PROBLEM A: Write out the portion of the Pebble Beach Concours article starting at "A black 1938" and ending at "in Sindelfingen, Germany.".
PROBLEM B: Extend the Pebble Beach Concours article past its final sentence by writing what comes next.

In the end, it was as big as ever.
After skipping last year due to the coronavirus pandemic and early reports major automakers were planning to pass, the 70th anniversary of the Pebble Beach Concours d’Elegance attracted thousands of ticket holders and 230 collector cars in a striking return to normalcy.
A black 1938 Mercedes-Benz 540K won the Best of Show award at the climactic event of the Monterey Car Week, which is centered each year around Carmel, Calif. Navy-suited judges with straw fedora hats and clipboards lauded the coupe for its exact period-correct restoration and preservation. The rare fastback is the only known survivor of the three built at Mercedes’s factory in Sindelfingen, Germany.
This marked the ninth time the Mercedes marque has won top honors at the concours, a record shared with Molsheim, France-based Bugatti, and it came as the Kellers’ third win at Pebble Beach. In 1986, they won with their 1936 Mercedes-Benz 500K Special Roadster, and in 2001 with their 1930 Mercedes-Benz SS Erdmann & Rossi Roadster.
“It’s my triple crown,” Arturo Keller told reporters after the show. “This is the only remaining car of its kind, and I am the second owner from new. It’s a very special car, and we are very happy.”
Other class winners included a 1940 Alfa Romeo 6C 2500 S Touring Coupé in the European Touring Classic class; a 1956 Maserati A6G Zagato Coupé in the Postwar Sports Class; and a 1957 Cadillac Eldorado Brougham Fleetwood Sedan in the Postwar Touring class.
Spread among grandiose parties and private dinners hosted by automakers from Bentley and Lamborghini to Aston Martin, Mercedes-Benz, and Genesis, Monterey car week includes smaller car shows, supercar debuts, prestigious multimillion-dollar auctions, and myriad networking opportunities for the hordes of car lovers who attend in the days leading up to Sunday’s Pebble Beach Concours d’Elegance.
Most attendees wore masks inside such places as the Pebble Beach Golf Club but very few did during outdoor events in the days before the concours, including the Porsche’s Werks Reunion, Concorso Italiano, and the Quail Motorsport Gathering. In an email, a spokesperson for the concours said organizers greatly expanded the show field and reduced the number of available tickets and media credentials in order to allow for proper social distancing. A spokesman would not share how many tickets were sold, but the crowd felt as thick—and even more buoyant—as in previous years.

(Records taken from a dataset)
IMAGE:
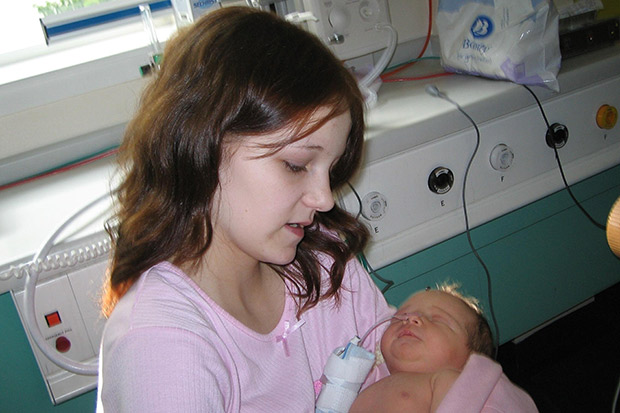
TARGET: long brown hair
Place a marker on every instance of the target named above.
(235, 72)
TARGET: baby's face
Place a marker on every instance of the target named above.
(428, 333)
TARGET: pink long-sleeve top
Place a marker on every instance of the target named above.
(167, 347)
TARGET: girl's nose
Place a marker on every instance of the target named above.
(319, 195)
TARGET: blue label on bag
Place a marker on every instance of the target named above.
(482, 27)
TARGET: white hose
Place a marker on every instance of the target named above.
(385, 57)
(370, 94)
(29, 303)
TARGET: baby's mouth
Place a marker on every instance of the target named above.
(407, 333)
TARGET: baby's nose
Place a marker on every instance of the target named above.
(414, 318)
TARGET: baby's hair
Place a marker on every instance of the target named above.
(479, 333)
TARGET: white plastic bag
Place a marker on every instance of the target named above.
(516, 40)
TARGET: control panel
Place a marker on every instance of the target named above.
(68, 316)
(413, 199)
(348, 26)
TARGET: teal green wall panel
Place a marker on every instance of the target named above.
(22, 388)
(543, 259)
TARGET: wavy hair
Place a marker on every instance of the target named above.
(236, 72)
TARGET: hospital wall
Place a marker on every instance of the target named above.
(543, 259)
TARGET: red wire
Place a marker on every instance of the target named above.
(60, 170)
(428, 38)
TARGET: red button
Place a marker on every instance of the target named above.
(52, 319)
(63, 344)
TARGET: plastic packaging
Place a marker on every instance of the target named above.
(515, 40)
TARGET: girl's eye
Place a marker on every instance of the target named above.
(294, 168)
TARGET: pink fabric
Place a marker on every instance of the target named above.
(482, 387)
(168, 347)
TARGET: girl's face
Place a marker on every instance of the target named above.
(428, 333)
(264, 203)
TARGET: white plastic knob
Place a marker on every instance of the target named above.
(501, 157)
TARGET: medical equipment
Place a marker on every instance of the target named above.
(66, 308)
(187, 11)
(352, 29)
(344, 373)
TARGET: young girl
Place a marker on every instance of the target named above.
(233, 276)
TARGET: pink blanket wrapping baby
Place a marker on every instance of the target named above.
(483, 388)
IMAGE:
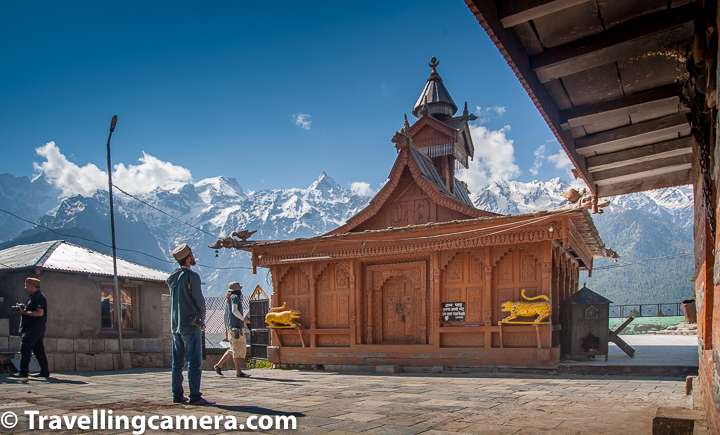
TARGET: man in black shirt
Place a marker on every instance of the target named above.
(32, 328)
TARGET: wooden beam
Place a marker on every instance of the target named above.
(631, 136)
(633, 156)
(516, 12)
(634, 37)
(622, 107)
(643, 170)
(679, 178)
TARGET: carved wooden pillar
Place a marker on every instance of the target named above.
(369, 292)
(353, 306)
(435, 304)
(488, 299)
(312, 282)
(274, 270)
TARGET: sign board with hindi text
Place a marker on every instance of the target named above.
(453, 312)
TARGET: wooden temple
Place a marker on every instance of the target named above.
(419, 277)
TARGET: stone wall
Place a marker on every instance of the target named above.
(98, 354)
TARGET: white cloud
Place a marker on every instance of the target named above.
(494, 158)
(485, 113)
(86, 180)
(69, 177)
(361, 188)
(540, 154)
(302, 119)
(150, 174)
(560, 160)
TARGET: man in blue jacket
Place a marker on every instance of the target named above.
(187, 323)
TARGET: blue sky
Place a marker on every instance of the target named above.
(271, 93)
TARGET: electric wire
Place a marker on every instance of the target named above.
(165, 213)
(666, 257)
(164, 260)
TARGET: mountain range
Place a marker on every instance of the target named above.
(639, 226)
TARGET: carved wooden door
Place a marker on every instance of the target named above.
(396, 303)
(398, 314)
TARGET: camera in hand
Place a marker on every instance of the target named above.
(197, 321)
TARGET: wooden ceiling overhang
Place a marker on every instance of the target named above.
(572, 229)
(607, 78)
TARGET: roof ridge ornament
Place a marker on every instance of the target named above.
(433, 64)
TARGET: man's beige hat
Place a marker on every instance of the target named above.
(181, 252)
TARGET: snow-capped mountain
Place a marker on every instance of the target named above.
(673, 204)
(149, 225)
(26, 199)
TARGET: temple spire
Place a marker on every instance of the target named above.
(440, 104)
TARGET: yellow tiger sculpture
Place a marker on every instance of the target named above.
(277, 318)
(527, 309)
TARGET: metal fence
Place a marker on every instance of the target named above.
(215, 320)
(647, 310)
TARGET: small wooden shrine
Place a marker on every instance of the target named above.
(420, 277)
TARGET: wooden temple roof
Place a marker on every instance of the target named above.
(425, 174)
(607, 77)
(574, 227)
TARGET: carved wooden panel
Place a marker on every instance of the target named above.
(289, 283)
(477, 262)
(474, 304)
(342, 274)
(462, 340)
(399, 318)
(323, 340)
(326, 311)
(324, 279)
(304, 307)
(497, 253)
(528, 266)
(343, 310)
(454, 269)
(399, 214)
(304, 284)
(320, 268)
(445, 257)
(305, 271)
(452, 295)
(520, 339)
(422, 211)
(398, 296)
(505, 270)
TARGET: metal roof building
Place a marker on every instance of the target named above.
(59, 255)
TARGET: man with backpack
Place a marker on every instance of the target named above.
(187, 323)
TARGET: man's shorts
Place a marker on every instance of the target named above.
(237, 345)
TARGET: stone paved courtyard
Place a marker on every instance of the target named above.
(337, 403)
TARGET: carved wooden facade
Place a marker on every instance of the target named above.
(376, 297)
(372, 291)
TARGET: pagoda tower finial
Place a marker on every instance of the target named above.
(435, 97)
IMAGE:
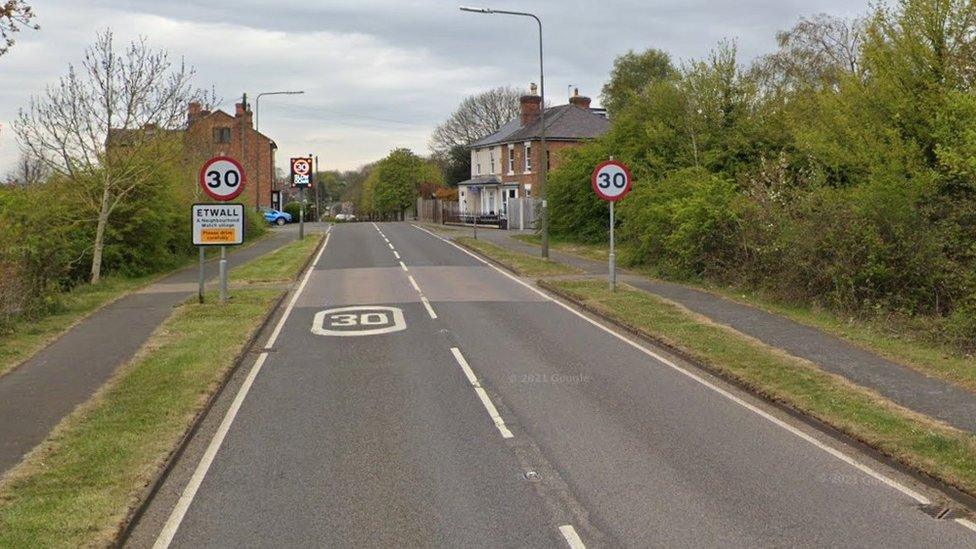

REPLY A:
A black 1938 Mercedes-Benz 540K won the Best of Show award at the climactic event of the Monterey Car Week, which is centered each year around Carmel, Calif. Navy-suited judges with straw fedora hats and clipboards lauded the coupe for its exact period-correct restoration and preservation. The rare fastback is the only known survivor of the three built at Mercedes’s factory in Sindelfingen, Germany.

REPLY B:
Sunday’s daytime show was indeed the week’s biggest bash, complete with a live jazz band, hospitality suites operated by luxury automakers, and lots of Champagne to fuel the celebratory vibe. Europeans, including automotive executives, were relatively scarce at this year’s event because of various pandemic travel restrictions. Such regulars as Jerry Seinfeld and Jay Leno were absent because of delta-variant Covid concerns and scheduling conflicts, sources close to the men say.
Many longtime attendees agreed that a screaming Pagani-McLaren-Lamborghini contingent of modern hypercars in loud colors flooded the streets far more prominently than in previous years. Signs of air-cooled Porsches and stately old Jaguars were fewer and farther between, which some viewed as a changing of the guard from the old generation of Pebble Beach acolytes to a new one.
Still, there was something for everyone on the lawn on Aug. 15.Nestled amid prewar classics like as the 1937 Bugatti Type57SC Atalante and such modern collectable Italians as the 2003 Ferrari P4/5 Pininfarina Coupe, an assemblage of Alfa Romeos, Aston Martins, Packards, and Duesenbergs drew well-heeled car enthusiasts to ogle their distressed leather seats, ornate sculpted hood ornaments, and gleaming art deco designs.